Admiral Sir Ralph Delaval (c. 1641 – c. 1707) was a Royal Navy officer. He was a member of a junior branch of the Delaval family of Seaton Delaval, Northumberland. Delaval was born at Dissington Hall, Ponteland, an estate he ultimately inherited and sold to Edward Collingwood of Byker in 1673. He enlisted in the navy at a young age and progressed under the patronage of the Duke of York to become captain of the third-rate ship of the line HMS York.

He was knighted and raised to Vice-Admiral of the Blue on the accession of William III of England and led the Blue Squadron in the rear division in the Battle of Beachy Head against the French Navy on 10 July 1690. Delaval was promoted to Vice-admiral of the Red in 1692. At the battles of Barfleur and La Hogue on 9 May 1692, he personally commanded HMS Royal Sovereign and was responsible for the destruction of the French flagship Soleil Royal and two others at Cherbourg. His Royal Sovereign log books, written from 1691 to 1693, are preserved in the archives of the New York Public Library.

Exercise data:
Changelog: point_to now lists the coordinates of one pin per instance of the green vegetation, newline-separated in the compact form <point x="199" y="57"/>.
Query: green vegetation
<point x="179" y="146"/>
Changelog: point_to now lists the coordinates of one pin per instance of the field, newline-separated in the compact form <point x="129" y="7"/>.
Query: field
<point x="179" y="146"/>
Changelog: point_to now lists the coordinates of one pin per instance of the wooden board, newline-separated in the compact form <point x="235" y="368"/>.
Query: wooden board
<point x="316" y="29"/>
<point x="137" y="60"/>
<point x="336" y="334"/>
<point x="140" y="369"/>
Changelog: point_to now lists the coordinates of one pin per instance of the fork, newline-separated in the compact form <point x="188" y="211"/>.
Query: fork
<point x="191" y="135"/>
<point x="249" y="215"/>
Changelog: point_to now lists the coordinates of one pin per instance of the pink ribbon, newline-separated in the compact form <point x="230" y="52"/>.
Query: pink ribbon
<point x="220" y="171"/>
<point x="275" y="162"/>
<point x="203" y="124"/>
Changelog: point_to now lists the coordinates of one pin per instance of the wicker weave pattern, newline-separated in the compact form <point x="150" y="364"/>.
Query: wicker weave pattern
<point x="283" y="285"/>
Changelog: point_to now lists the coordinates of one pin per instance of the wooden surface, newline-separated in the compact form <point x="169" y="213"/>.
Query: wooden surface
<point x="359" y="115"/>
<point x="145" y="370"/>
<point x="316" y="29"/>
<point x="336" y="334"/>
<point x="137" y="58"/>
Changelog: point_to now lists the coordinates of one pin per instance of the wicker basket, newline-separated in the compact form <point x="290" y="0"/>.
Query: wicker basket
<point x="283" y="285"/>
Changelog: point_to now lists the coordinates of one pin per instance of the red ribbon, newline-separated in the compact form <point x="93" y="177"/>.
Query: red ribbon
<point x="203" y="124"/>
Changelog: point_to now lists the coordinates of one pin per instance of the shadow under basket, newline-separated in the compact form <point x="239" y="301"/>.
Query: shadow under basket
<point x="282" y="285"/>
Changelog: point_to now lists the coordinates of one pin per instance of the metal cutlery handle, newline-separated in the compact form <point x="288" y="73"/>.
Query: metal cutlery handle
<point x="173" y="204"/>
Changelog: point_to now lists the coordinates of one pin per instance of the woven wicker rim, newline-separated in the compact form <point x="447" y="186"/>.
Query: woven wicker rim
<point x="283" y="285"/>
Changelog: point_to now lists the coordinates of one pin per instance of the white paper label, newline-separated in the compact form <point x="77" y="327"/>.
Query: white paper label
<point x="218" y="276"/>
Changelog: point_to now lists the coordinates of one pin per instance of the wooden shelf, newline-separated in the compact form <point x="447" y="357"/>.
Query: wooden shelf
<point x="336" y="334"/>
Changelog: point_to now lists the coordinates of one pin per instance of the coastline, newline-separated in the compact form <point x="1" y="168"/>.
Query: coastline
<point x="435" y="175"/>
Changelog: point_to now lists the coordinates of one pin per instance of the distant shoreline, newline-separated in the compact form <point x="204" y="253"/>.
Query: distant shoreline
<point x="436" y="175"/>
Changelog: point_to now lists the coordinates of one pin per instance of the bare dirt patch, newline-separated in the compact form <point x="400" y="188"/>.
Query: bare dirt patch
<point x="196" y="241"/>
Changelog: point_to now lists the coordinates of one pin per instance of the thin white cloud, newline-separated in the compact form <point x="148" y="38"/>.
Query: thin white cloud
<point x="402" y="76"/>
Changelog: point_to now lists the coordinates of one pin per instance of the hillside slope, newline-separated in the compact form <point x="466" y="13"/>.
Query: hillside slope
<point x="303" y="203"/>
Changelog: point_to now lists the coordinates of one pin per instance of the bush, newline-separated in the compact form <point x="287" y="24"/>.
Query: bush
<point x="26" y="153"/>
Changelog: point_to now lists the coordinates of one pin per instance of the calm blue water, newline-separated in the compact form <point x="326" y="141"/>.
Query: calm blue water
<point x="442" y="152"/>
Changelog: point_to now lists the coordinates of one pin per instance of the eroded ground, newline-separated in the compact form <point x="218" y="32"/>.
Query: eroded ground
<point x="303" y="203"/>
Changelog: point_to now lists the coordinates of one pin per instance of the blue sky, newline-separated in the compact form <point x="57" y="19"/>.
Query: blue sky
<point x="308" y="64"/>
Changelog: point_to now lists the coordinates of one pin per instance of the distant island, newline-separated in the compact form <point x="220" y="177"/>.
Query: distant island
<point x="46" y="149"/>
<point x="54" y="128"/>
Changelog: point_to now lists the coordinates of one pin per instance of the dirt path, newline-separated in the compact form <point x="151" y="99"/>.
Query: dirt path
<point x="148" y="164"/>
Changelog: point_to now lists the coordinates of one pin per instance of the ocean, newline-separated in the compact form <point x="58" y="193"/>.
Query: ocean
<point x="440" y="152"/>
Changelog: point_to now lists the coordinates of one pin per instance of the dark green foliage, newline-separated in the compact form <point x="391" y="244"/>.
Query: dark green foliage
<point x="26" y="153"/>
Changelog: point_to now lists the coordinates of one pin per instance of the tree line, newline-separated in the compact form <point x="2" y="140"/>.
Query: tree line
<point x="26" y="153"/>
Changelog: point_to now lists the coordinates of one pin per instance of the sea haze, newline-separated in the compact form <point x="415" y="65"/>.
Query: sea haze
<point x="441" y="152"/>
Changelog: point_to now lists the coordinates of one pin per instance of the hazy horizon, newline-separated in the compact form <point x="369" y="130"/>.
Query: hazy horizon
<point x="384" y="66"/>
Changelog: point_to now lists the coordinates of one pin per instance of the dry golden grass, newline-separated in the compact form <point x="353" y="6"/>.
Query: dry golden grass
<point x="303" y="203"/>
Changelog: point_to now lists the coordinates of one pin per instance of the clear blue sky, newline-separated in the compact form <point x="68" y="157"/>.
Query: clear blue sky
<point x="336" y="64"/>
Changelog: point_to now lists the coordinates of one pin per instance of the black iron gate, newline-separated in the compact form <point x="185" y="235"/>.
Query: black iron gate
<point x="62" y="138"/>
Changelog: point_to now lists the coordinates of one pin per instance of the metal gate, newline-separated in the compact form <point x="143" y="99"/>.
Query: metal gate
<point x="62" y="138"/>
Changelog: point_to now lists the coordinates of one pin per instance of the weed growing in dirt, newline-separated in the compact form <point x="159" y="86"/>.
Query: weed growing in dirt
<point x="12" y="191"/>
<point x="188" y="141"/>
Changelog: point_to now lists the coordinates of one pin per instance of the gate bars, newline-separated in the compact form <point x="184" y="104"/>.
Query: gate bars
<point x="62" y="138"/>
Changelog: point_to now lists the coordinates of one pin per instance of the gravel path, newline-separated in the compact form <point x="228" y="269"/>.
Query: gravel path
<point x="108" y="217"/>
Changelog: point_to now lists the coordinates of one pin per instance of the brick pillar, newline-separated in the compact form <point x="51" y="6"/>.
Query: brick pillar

Activities:
A: Answer these questions using the text about Admiral Sir Ralph Delaval:
(i) Where was Delaval born?
(ii) Which ship did he personally command at the battles of Barfleur and La Hogue?
(iii) Where are his Royal Sovereign log books kept?
B: Carry on the text about Admiral Sir Ralph Delaval, starting after its last sentence.

Answers by task:
A:
(i) Dissington Hall, Ponteland
(ii) HMS Royal Sovereign
(iii) In the archives of the New York Public Library

B:
In 1693, Delaval, along with Henry Killigrew and Cloudesley Shovell replaced Edward Russell, 1st Earl of Orford as commander-in-chief. However, in the summer the French isolated and inflicted severe damage on the Smyrna convoy near Lagos, Portugal, for which Delaval, Killigrew and Shovell were severely criticised. A censure motion was laid in the English House of Commons alleging 'notorious and treacherous mismanagement'. William was forced to dismiss his naval advisor, the Earl of Nottingham, and appointed Russell as the new commander-in-chief. Shortly thereafter, Delaval was involved in intrigue at the royal court where he was regarded as a possible Jacobite sympathiser and he lost his command. He retired to Northumberland, and died in 1707. Delaval is buried in Westminster Abbey.